Testo fornito.
• • • • • • •

Febbraio 2019 – Nasheim

 

Febbraio, ti abbiamo amato. Sul serio. Sei finito come tutte le cose belle, è vero, ma ci hai lasciato una scia incredibilmente consistente di grandissimi dischi che al contrario difficilmente dimenticheremo e tra cui ci siamo ritrovati (seriamente!) in difficoltà a scegliere per l’usuale articolo con la selezione del meglio del mese. Ti saremo grati per un bel po’.
Ebbene sì, mettetevi il cuore in pace fin da ora voi che state leggendo, perché ogni album dei quattro che trovate premiati e consigliati nella selezione di oggi avrebbe ampiamente meritato la copertina e di essere protagonista assoluto di un suo articolo di questo tipo in un altro mese. Sono per di più -sicuramente- assenti alcuni grandi esclusi tra quelli che possono essere stati invece i vostri preferiti. Meglio così, no? Quelli in fondo li conoscevate già.

• • • • • • •

Istruzione scritta A. Esprimi come elenco JSON di stringhe il tratto dei record che va dalla riga contenente "Could you indicate the sign" fino alla fine dei record, estremi inclusi. Usa una stringa per ogni riga e tralascia le righe vuote.
Il testo e i record non hanno alcun legame tra loro.

• • • • • • •

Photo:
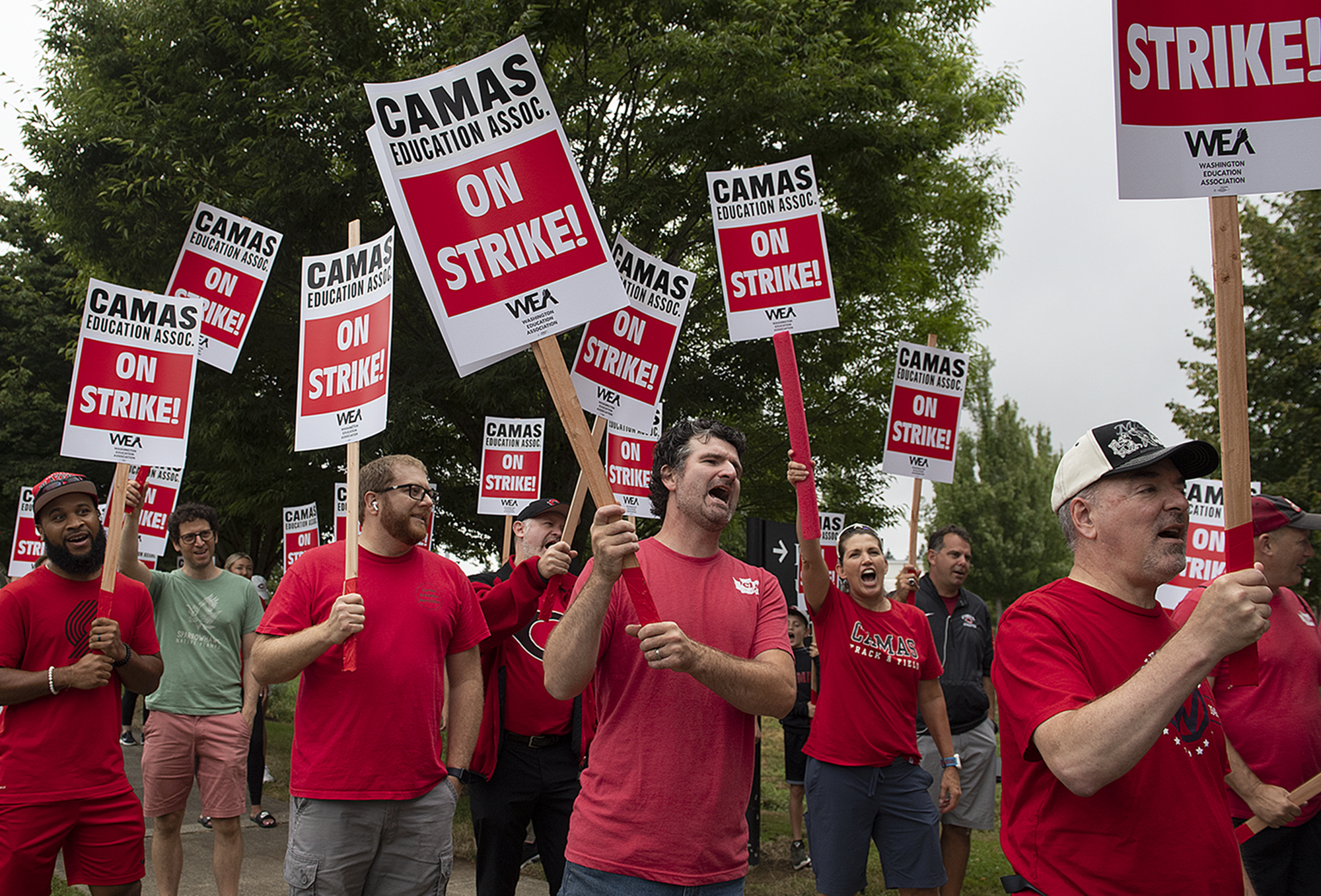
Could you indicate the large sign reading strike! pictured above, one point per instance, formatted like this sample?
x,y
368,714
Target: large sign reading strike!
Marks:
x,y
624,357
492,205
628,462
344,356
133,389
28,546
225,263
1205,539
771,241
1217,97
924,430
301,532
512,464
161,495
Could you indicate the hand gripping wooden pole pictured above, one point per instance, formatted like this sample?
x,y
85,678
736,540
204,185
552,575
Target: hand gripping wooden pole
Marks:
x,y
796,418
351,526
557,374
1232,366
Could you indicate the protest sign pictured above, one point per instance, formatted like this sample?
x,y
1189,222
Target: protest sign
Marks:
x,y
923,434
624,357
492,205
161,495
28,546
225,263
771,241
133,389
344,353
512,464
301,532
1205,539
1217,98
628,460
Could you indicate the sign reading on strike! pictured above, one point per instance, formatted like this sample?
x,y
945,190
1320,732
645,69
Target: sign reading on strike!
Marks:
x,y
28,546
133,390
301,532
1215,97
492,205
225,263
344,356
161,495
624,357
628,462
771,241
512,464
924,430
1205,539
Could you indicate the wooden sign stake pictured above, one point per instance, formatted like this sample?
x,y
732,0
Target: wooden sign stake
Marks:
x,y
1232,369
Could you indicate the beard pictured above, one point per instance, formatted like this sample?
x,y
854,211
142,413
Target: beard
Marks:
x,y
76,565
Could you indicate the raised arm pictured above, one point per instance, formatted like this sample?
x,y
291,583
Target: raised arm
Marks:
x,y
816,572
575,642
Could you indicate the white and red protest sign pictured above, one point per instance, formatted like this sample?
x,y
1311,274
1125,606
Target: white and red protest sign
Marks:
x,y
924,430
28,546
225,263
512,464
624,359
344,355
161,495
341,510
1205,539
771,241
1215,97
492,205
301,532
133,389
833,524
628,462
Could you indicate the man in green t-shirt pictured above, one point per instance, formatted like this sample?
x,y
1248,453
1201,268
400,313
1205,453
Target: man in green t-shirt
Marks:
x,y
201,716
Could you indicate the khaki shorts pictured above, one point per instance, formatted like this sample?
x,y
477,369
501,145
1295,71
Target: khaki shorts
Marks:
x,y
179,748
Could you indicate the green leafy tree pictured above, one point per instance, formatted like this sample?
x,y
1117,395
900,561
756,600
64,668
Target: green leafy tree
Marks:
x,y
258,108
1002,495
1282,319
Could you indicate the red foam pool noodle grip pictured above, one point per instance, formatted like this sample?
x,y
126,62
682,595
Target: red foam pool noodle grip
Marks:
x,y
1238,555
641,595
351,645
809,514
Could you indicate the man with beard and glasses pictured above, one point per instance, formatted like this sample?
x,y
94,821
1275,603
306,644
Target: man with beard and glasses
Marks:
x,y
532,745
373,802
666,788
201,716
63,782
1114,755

• • • • • • •

Istruzione scritta B. Prosegui l'articolo sui migliori dischi di febbraio 2019, ripartendo dopo l'ultima frase riportata.

Risposta scritta A.
[
  "Could you indicate the sign reading on strike! pictured above, one point per instance, formatted like this sample?",
  "x,y",
  "945,190",
  "1320,732",
  "645,69",
  "Target: sign reading on strike!",
  "Marks:",
  "x,y",
  "28,546",
  "133,390",
  "301,532",
  "1215,97",
  "492,205",
  "225,263",
  "344,356",
  "161,495",
  "624,357",
  "628,462",
  "771,241",
  "512,464",
  "924,430",
  "1205,539",
  "Could you indicate the wooden sign stake pictured above, one point per instance, formatted like this sample?",
  "x,y",
  "732,0",
  "Target: wooden sign stake",
  "Marks:",
  "x,y",
  "1232,369",
  "Could you indicate the beard pictured above, one point per instance, formatted like this sample?",
  "x,y",
  "854,211",
  "142,413",
  "Target: beard",
  "Marks:",
  "x,y",
  "76,565",
  "Could you indicate the raised arm pictured above, one point per instance, formatted like this sample?",
  "x,y",
  "291,583",
  "Target: raised arm",
  "Marks:",
  "x,y",
  "816,572",
  "575,642",
  "Could you indicate the white and red protest sign pictured above, one point per instance, formatted like this sample?",
  "x,y",
  "1311,274",
  "1125,606",
  "Target: white and red protest sign",
  "Marks:",
  "x,y",
  "924,430",
  "28,546",
  "225,263",
  "512,464",
  "624,359",
  "344,355",
  "161,495",
  "341,510",
  "1205,539",
  "771,241",
  "1215,97",
  "492,205",
  "301,532",
  "133,389",
  "833,524",
  "628,462",
  "Could you indicate the man in green t-shirt pictured above, one point per instance, formatted like this sample?",
  "x,y",
  "1248,453",
  "1201,268",
  "400,313",
  "1205,453",
  "Target: man in green t-shirt",
  "Marks:",
  "x,y",
  "201,716",
  "Could you indicate the khaki shorts pictured above, one point per instance, formatted like this sample?",
  "x,y",
  "477,369",
  "501,145",
  "1295,71",
  "Target: khaki shorts",
  "Marks:",
  "x,y",
  "179,748",
  "Could you indicate the green leafy tree pictured above, one point per instance, formatted like this sample?",
  "x,y",
  "1117,395",
  "900,561",
  "756,600",
  "64,668",
  "Target: green leafy tree",
  "Marks:",
  "x,y",
  "258,108",
  "1002,495",
  "1282,319",
  "Could you indicate the red foam pool noodle grip pictured above, one point per instance, formatted like this sample?",
  "x,y",
  "126,62",
  "682,595",
  "Target: red foam pool noodle grip",
  "Marks:",
  "x,y",
  "1238,555",
  "641,595",
  "351,645",
  "809,514",
  "Could you indicate the man with beard and glasses pictured above, one point per instance, formatted like this sample?",
  "x,y",
  "94,821",
  "1275,603",
  "306,644",
  "Target: man with beard and glasses",
  "Marks:",
  "x,y",
  "532,745",
  "373,802",
  "666,788",
  "201,716",
  "63,782",
  "1114,755"
]

Risposta scritta B.
Confessiamo candidamente di averne in ogni caso accantonato a malincuore qualcuno anche noi (o almeno, qualcuno di noi); tuttavia, su chi meritasse il primo posto siamo stati abbastanza sicuri e concordi. Trattasi del plurinominato (anzi, in questo caso nominato proprio da ogni redattore) “Jord Och Aska” degli svedesi Nasheim, uscito ufficialmente il 22 febbraio per Northern Silence Productions.
La one-man band di Erik Grahn e di quelli che sono i suoi collaboratori per l’occasione ci ha regalato un viaggio di emozione e personalità purissima che, dopo ad aver superato le nostre migliori attese dopo il già fenomenale “Solens Vemod” del 2014, ci auguriamo stregherà anche molti di voi; ma è comunque solo il primo di una serie di album gentilmente offerti da un mese che difficilmente troverà pari tra i prossimi (tanti, tanti…!), perlomeno per quanto riguarda le più diverse e ottime sfumature ed interpretazioni di Atmospheric Black Metal. Ma non si è certo limitato a questo: vi ha aggiunto dello splendido folklore a profusione e anche un pizzico di rumoristica difficoltà d’approccio che non guasta mai.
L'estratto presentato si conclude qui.